* [DOCUMENT EXCERPT]
*-*-*

I am really impressed that the Occupy movement is seeing, tracking and discussing the different types of policing. Most importantly the Occupy movement is seeing police as "one of us:"
As many Occupy protesters have pointed out, even as police officers help to safeguard the power and profits of the 1 percent, police officers are part of the 99 percent.
Within the peace movement there has been a discussion of the difference between a police office and solider, where "one of us" is the heart of the difference. Policing is a natural function. In fact, peace and protest communities will set up their own type of police force like marshals along side of protest. Also within the policing community, the same discussion of the difference between a police office and solider is also happening. Norm Stamper, who was Seattle’s police chief during the 1999 World Trade Center militaristic crackdown on WTO protesters, now says:
There will always be situations—an armed and barricaded suspect, a man with a knife to his wife’s throat, a school-shooting rampage—that require disciplined, military-like operations. But most of what police are called upon to do, day in and day out, requires patience, diplomacy and interpersonal skills. I’m convinced it is possible to create a smart organizational alternative to the paramilitary bureaucracy that is American policing… By building a progressive police organization, created by rank-and-file officers, “civilian” employees and community representatives… to build trust and mutual respect—qualities sorely missing from the current equation.

*-*-*

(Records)
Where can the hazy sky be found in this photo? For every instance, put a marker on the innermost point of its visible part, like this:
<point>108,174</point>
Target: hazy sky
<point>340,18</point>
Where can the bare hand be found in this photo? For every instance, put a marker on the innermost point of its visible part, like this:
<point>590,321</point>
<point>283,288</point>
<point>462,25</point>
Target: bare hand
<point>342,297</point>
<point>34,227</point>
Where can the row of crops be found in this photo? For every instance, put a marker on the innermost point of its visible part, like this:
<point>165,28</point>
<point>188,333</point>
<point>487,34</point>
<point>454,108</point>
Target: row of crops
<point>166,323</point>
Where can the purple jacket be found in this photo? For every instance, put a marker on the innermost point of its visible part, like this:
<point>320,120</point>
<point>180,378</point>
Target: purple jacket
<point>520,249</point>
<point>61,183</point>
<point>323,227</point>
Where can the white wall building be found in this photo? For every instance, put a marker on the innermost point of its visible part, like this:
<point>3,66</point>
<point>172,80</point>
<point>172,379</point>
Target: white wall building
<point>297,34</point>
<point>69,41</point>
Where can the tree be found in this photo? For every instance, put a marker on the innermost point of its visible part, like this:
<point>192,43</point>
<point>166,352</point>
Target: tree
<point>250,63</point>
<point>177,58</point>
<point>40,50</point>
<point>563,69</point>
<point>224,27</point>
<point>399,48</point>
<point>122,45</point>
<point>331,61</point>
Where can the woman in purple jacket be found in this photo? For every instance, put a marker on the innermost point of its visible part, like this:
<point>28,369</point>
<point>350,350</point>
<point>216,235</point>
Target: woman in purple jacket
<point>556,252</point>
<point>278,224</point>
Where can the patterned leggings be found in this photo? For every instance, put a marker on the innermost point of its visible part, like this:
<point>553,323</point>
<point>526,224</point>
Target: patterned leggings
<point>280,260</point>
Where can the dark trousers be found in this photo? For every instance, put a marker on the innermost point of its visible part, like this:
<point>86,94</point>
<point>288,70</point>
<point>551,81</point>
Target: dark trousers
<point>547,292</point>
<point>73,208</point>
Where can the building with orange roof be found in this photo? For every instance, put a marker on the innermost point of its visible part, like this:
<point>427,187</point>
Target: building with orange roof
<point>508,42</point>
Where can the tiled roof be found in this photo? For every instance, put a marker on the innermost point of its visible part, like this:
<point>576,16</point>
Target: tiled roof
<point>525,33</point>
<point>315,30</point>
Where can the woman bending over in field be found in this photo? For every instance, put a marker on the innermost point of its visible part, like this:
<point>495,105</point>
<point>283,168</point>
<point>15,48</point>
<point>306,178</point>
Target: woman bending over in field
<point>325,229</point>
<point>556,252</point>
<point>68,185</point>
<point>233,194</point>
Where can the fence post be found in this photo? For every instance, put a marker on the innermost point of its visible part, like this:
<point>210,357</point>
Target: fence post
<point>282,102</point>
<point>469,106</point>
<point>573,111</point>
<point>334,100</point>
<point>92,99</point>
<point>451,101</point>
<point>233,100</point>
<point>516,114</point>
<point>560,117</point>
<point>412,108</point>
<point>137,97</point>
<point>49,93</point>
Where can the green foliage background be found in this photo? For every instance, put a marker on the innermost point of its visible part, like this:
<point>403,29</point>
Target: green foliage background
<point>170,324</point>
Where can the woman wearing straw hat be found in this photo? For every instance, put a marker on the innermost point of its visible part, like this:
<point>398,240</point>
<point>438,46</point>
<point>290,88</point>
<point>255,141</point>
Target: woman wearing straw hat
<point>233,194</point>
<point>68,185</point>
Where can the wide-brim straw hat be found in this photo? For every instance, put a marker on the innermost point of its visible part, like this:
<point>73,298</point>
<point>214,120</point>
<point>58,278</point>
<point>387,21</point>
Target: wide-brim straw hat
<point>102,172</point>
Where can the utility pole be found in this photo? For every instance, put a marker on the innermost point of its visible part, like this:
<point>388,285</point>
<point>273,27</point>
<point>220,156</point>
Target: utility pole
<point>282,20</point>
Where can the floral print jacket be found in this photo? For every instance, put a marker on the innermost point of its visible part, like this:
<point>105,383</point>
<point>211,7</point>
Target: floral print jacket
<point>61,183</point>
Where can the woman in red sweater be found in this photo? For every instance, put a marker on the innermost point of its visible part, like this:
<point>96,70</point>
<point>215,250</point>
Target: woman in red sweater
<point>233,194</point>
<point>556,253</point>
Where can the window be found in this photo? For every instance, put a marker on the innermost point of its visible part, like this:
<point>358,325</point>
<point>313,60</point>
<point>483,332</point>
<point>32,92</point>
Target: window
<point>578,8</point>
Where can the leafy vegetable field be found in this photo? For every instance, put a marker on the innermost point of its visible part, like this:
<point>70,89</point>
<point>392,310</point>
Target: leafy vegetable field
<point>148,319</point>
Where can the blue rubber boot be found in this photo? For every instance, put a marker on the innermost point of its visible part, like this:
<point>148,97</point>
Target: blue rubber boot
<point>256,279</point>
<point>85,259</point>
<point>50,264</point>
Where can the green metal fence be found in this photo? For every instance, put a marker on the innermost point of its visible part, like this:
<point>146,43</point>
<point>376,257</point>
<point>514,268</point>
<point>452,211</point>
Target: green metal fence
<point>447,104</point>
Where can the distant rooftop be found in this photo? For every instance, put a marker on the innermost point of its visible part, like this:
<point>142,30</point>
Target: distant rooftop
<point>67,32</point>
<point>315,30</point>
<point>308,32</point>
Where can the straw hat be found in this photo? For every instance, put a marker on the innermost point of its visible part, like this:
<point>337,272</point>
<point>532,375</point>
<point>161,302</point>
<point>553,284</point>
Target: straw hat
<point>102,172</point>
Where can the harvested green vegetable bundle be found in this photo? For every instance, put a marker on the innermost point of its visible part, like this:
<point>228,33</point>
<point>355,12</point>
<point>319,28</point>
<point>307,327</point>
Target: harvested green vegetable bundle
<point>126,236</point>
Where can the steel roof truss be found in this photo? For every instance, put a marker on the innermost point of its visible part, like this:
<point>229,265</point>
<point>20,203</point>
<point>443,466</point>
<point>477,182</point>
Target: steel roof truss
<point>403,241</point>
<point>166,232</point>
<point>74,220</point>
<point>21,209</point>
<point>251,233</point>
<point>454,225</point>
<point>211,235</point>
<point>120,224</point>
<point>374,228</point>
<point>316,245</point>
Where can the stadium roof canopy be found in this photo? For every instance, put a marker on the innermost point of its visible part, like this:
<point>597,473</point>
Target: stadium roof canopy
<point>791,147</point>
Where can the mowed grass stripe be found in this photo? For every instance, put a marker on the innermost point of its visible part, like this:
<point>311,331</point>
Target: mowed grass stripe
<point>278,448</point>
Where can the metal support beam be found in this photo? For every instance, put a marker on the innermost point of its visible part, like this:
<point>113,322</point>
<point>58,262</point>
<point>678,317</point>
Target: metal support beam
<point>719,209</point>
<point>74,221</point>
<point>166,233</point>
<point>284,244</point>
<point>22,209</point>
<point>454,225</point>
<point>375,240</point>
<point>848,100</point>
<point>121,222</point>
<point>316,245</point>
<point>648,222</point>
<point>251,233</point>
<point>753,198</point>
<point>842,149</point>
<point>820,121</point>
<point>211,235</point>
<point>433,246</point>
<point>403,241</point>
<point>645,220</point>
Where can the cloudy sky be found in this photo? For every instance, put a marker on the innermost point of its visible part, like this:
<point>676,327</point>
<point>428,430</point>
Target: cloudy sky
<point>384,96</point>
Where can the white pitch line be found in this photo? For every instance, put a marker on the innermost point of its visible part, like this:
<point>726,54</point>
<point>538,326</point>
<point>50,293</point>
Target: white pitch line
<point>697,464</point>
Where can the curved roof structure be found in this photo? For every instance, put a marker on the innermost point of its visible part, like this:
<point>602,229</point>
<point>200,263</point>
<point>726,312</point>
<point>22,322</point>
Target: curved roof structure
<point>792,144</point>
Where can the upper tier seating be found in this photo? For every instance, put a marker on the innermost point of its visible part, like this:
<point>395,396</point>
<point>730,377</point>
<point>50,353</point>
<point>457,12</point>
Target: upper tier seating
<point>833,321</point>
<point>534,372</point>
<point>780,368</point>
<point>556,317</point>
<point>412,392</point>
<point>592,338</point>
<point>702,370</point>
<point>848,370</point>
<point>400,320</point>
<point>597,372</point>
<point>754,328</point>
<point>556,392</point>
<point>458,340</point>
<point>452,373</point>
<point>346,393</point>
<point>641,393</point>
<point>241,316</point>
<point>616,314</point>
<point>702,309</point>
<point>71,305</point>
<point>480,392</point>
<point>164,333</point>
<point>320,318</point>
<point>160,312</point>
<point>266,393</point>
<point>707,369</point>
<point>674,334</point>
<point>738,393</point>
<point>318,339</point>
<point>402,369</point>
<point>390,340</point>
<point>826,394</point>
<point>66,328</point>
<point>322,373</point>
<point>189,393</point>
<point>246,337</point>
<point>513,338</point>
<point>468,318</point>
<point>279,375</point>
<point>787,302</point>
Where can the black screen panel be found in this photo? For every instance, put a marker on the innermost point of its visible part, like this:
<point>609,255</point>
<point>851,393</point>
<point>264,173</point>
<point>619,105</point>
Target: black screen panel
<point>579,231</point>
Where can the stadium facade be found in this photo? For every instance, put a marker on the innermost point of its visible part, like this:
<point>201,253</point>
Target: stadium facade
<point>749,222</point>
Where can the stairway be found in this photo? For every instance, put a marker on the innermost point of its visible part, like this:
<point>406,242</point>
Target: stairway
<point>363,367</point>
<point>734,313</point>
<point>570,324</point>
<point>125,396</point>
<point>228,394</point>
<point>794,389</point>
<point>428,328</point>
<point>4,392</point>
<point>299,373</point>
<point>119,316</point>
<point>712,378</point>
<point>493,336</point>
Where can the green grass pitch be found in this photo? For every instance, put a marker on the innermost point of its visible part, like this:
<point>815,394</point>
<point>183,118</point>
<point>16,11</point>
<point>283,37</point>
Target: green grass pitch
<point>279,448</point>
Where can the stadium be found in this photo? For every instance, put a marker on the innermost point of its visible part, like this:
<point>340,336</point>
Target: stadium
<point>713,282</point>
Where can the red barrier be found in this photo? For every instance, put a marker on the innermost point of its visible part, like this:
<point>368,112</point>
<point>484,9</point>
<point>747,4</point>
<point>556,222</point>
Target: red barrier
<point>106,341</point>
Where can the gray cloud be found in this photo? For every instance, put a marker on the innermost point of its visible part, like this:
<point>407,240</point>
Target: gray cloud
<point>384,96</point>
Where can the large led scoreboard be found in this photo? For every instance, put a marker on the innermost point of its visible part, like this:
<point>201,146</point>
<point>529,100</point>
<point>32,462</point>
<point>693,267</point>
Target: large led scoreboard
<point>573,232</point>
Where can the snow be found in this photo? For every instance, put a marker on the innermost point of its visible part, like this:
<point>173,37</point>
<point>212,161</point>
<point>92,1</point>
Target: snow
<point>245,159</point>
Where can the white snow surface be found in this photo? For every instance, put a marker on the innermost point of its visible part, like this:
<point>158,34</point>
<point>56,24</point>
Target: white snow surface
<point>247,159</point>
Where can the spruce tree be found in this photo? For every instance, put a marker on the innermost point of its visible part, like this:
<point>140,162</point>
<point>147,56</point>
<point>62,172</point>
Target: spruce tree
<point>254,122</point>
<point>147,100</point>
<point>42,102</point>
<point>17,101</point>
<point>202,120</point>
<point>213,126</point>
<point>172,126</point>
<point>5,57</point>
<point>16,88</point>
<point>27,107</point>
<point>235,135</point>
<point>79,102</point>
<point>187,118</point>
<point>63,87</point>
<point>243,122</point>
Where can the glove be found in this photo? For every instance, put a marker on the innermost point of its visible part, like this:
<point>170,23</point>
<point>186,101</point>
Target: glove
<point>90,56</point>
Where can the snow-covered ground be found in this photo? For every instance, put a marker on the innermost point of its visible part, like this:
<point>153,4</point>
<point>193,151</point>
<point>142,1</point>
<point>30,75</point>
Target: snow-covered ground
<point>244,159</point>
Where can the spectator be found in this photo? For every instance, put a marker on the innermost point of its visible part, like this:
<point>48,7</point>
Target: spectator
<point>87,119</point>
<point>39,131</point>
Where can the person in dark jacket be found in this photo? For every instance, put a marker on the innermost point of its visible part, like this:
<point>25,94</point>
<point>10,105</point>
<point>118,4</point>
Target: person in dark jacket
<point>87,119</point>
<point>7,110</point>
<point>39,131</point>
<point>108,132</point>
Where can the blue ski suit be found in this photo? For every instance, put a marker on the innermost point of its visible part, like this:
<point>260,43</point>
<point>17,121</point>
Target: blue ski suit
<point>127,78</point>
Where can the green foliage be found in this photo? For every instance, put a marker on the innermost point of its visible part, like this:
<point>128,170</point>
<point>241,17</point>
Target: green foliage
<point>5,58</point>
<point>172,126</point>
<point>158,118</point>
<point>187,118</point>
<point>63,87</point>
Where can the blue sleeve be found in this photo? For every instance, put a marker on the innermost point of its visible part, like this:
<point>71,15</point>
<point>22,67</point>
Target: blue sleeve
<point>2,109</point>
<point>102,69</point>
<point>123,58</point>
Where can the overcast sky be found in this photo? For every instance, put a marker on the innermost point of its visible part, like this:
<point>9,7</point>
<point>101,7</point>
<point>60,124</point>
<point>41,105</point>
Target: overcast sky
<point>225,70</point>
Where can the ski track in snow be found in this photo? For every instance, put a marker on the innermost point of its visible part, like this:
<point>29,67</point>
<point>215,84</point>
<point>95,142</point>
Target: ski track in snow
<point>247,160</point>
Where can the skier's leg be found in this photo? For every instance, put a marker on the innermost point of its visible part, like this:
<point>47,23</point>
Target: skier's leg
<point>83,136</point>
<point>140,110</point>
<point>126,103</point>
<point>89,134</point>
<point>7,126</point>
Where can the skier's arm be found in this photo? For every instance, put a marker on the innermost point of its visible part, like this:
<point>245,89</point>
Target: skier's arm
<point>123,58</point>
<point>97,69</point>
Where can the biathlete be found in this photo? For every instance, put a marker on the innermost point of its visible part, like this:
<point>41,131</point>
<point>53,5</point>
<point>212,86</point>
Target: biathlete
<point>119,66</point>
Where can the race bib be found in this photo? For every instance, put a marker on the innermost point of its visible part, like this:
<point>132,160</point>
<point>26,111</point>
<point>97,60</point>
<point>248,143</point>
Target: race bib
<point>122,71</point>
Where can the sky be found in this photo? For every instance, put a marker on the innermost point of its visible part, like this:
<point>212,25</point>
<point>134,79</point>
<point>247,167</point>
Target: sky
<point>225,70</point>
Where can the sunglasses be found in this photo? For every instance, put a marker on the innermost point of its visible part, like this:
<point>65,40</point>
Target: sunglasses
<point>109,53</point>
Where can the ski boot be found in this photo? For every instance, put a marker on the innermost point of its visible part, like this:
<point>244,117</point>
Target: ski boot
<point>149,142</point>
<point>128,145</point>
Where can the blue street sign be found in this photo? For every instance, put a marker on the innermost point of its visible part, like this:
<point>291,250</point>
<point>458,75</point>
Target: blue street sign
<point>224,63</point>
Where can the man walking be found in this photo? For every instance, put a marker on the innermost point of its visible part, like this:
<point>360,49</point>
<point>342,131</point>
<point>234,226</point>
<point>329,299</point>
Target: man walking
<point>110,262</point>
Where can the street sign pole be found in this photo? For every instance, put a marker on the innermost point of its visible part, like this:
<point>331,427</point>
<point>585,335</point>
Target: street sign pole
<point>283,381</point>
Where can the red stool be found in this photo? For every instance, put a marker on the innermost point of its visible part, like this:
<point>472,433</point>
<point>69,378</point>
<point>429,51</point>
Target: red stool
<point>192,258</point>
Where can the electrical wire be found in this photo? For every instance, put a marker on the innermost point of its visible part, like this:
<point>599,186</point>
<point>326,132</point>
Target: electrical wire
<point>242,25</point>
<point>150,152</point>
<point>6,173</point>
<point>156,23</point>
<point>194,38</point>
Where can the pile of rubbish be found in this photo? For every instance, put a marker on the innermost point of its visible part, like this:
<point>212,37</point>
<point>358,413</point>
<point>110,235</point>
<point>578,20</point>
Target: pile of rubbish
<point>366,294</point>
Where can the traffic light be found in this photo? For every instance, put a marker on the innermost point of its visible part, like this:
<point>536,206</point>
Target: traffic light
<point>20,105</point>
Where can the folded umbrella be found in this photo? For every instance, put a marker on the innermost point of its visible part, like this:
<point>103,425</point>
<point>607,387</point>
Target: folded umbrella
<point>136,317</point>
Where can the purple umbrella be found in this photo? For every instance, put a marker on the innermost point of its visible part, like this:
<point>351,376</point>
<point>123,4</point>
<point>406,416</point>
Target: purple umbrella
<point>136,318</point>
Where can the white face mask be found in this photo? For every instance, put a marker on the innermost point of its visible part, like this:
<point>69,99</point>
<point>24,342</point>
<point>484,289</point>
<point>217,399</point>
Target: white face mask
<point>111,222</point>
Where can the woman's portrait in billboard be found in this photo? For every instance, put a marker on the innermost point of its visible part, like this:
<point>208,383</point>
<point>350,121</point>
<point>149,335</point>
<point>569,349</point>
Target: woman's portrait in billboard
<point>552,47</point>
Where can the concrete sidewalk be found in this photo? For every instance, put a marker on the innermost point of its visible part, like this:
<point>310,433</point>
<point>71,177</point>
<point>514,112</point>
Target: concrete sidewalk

*-*-*

* [OBJECTIVE 1]
Answer these about the text on Occupy and policing:
(a) What do peace and protest communities set up alongside protests?
(b) Who was Seattle's police chief during the 1999 crackdown on WTO protesters?
(c) Which qualities does he call sorely missing from the current equation?
* [OBJECTIVE 2]
Reproduce the text on Occupy and policing word for word from "I am really" to "the 99 percent.".
Answer from the text by itself.

* [RESPONSE 1]
(a) Their own type of police force, like marshals.
(b) Norm Stamper.
(c) Trust and mutual respect.

* [RESPONSE 2]
I am really impressed that the Occupy movement is seeing, tracking and discussing the different types of policing. Most importantly the Occupy movement is seeing police as "one of us:"
As many Occupy protesters have pointed out, even as police officers help to safeguard the power and profits of the 1 percent, police officers are part of the 99 percent.